Probing microhydration induced effects on Carbonyl Compounds

Abstract

Characterizing the microhydration of organic molecules is a crucial step in understanding many phenomena relevant for the atmospheric, biological and industrial applications. However, its precise experimental and theoretical description remains a challenge. For four organic solutes containing a C=O bond, and included in the recent HyDRA challenge [Physical Chemistry Chemical Physics, 2022, 24, 11442-11454.], we propose a detailed study of the different monohydrate isomers and their properties. These are Cyclooctanone (CON), 1,3-Dimethyl-2-imidazolidinon (DMI), Methyl lactate (MLA), and 2,2,2-trifluoroacetophenone (TPH) molecules. As reported in the literature, the O-H elongation shift of the water molecule appears to be a good candidate for characterizing complexation induced effects. We also show that the C=O elongation shift and the UV-VIS spectroscopy can be used also, with confidence, for fully those purposes. Besides, we present a comparative analysis of the strengths of non-covalent interactions within these monohydrated complexes based on interpretative tools from quantum chemistry, including the topological analysis of the electron density ρ, the topological analysis of the electron pairing function, and the Core Valence Bifurcation Index (CVBI), which exhibits a close linear dependency upon ρ. Accordingly, a classification of intermolecular water - solute interactions is proposed.

Data listing
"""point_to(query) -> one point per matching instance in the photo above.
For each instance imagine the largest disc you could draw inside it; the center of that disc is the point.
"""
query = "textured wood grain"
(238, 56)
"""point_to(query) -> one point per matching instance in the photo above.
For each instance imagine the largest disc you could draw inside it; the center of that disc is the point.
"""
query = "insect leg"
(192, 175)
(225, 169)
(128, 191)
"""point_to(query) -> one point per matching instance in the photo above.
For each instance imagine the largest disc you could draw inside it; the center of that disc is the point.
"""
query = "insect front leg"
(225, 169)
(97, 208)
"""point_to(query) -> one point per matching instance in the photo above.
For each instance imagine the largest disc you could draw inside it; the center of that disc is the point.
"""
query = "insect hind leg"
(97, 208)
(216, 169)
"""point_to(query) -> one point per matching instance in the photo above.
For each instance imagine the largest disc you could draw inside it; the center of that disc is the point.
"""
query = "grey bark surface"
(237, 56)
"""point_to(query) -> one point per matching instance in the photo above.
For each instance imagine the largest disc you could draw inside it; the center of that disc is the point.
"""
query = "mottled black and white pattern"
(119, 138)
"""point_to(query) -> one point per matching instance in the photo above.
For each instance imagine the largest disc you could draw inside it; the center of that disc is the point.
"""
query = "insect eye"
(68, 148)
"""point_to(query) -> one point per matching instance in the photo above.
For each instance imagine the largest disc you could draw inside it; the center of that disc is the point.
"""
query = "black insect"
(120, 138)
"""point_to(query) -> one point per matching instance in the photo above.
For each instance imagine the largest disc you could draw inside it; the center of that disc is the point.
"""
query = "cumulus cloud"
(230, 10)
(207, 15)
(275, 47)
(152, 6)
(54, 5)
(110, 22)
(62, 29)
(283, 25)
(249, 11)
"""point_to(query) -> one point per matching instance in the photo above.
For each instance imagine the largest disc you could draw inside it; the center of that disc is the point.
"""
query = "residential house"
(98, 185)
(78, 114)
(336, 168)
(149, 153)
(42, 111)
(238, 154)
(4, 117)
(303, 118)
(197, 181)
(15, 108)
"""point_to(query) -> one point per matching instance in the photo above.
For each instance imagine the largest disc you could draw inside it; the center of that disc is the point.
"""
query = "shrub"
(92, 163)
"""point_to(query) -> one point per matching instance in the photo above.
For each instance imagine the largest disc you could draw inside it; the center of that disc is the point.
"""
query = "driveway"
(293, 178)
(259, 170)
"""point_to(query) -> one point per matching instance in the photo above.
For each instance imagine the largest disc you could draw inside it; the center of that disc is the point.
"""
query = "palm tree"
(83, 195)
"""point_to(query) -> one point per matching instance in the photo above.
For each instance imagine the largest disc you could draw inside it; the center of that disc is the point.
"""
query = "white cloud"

Problem
According to the abstract on microhydration of carbonyl compounds, which index shows a close linear dependency on the electron density ρ?

Answer for the task
The Core Valence Bifurcation Index (CVBI)